**WORK TO COMPLETE**
Switch each "instance" in the listing below to "region". Reproduce the whole listing with no other change.

Records from a collection
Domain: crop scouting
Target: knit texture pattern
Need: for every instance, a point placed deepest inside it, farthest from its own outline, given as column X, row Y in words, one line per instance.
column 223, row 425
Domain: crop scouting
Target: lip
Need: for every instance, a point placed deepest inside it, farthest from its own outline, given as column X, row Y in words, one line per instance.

**RESULT**
Domain: crop scouting
Target: knit texture pattern
Need: for every region, a point placed deepest inside it, farthest from its own outline, given as column X, row Y in words, one line per region.
column 223, row 425
Domain: crop scouting
Target: lip
Need: for every region, a point placed deepest inside it, farthest from its own outline, given as column X, row Y in words, one line per region.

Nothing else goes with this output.